- Provided material:

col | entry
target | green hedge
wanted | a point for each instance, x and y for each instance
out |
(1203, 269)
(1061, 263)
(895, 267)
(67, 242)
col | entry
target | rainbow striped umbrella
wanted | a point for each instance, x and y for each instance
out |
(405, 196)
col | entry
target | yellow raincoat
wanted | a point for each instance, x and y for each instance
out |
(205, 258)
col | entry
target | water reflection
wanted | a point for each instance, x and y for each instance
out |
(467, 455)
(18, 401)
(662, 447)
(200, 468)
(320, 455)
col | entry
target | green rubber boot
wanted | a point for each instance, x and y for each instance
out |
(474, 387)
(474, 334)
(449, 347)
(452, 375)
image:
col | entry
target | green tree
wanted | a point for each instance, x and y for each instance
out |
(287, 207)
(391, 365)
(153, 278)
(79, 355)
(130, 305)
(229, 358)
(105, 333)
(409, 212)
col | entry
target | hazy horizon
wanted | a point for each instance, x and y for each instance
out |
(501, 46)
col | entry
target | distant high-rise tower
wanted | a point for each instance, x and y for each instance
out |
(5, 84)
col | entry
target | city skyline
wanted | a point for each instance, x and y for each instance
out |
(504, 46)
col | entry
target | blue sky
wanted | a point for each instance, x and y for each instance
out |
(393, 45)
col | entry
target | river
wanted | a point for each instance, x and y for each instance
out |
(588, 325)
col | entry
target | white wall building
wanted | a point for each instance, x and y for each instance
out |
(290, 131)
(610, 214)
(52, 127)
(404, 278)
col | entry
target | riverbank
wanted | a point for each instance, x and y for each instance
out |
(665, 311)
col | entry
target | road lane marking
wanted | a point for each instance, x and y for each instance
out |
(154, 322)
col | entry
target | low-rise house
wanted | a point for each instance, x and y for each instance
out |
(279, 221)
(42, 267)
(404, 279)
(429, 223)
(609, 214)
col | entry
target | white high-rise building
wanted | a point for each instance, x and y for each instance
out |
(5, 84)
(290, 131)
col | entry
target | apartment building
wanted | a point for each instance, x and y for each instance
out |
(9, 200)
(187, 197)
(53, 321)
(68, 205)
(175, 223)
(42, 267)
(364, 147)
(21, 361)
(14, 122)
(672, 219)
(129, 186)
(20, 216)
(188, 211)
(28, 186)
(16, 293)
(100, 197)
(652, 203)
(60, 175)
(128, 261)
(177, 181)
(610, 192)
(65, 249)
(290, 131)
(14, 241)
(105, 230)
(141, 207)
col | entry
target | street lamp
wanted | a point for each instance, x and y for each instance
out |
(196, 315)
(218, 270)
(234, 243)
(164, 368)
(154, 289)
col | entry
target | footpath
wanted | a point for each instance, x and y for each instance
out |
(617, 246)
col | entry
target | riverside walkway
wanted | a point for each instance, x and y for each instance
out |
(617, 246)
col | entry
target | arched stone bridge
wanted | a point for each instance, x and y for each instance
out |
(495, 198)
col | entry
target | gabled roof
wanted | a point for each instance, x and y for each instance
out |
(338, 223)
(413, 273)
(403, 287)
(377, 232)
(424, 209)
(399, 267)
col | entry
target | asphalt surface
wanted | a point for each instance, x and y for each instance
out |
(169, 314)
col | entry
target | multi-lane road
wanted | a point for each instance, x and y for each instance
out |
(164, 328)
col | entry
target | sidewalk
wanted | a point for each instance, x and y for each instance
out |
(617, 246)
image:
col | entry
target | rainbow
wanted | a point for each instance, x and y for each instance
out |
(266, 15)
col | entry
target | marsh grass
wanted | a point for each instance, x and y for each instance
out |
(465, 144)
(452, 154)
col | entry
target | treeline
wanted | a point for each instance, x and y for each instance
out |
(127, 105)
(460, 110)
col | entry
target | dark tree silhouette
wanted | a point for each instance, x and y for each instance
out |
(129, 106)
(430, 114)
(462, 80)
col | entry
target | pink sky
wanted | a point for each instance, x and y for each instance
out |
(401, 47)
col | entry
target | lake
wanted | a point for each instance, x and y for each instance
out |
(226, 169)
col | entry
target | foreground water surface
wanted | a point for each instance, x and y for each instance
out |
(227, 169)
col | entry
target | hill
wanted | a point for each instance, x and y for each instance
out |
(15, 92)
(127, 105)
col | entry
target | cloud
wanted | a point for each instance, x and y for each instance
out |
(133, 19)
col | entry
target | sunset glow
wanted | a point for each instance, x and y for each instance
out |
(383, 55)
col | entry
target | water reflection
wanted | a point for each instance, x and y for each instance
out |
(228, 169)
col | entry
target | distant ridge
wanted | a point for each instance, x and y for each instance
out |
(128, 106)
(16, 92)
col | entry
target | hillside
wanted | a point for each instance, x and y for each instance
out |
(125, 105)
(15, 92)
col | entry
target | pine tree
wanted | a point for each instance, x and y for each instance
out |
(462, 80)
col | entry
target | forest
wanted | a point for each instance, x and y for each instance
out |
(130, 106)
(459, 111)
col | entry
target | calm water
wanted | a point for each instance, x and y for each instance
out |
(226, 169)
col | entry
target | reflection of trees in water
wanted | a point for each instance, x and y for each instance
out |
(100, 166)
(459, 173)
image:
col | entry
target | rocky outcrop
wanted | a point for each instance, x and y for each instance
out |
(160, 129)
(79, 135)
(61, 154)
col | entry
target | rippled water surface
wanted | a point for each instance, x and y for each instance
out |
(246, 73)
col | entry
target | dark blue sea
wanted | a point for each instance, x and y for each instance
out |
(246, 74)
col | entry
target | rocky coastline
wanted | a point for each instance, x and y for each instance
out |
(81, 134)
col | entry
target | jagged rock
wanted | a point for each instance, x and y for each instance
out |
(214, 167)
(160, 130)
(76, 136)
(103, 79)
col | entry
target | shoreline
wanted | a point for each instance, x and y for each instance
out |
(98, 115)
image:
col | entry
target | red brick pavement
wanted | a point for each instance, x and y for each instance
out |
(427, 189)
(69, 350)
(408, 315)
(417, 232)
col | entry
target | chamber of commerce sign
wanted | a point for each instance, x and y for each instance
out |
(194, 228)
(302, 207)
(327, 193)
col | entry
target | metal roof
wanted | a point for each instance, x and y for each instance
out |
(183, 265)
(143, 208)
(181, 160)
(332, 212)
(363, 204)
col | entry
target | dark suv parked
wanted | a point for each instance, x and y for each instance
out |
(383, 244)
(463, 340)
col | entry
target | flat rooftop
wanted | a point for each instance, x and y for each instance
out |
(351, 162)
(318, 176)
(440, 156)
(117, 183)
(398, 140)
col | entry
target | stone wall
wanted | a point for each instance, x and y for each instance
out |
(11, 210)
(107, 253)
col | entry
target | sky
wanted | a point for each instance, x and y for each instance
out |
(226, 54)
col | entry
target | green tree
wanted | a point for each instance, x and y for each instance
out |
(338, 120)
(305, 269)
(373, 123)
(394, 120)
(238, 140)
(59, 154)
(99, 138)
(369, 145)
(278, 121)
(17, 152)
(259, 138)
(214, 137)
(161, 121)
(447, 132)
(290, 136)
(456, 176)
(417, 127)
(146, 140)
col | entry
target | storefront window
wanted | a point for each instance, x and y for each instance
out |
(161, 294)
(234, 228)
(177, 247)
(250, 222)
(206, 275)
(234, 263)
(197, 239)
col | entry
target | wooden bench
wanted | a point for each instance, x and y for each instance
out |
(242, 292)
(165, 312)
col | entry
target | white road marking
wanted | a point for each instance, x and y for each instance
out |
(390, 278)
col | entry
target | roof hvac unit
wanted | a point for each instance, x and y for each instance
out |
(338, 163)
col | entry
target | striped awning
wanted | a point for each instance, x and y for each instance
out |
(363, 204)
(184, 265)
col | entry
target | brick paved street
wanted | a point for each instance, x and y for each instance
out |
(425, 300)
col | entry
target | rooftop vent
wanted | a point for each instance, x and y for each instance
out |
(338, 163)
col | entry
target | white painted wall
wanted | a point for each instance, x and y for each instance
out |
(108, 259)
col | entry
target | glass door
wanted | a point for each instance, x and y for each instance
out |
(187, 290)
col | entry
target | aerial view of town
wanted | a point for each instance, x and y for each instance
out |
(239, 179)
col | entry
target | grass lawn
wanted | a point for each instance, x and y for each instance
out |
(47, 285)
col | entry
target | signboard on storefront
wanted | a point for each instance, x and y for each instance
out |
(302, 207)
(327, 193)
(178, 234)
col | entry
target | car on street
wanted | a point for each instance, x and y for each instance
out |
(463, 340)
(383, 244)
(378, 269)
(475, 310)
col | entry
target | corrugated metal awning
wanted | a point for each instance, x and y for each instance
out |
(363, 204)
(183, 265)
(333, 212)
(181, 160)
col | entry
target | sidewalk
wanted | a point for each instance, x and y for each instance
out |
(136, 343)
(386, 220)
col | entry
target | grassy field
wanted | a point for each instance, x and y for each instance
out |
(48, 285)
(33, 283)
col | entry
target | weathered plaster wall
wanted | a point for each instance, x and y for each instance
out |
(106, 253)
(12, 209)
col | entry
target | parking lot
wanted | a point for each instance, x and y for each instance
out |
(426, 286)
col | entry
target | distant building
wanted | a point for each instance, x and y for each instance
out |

- Given request: Locate each line of the material above that contains the string "high" and copy every such line in full.

- Written solution:
target | distant high-rise tower
target | white high-rise building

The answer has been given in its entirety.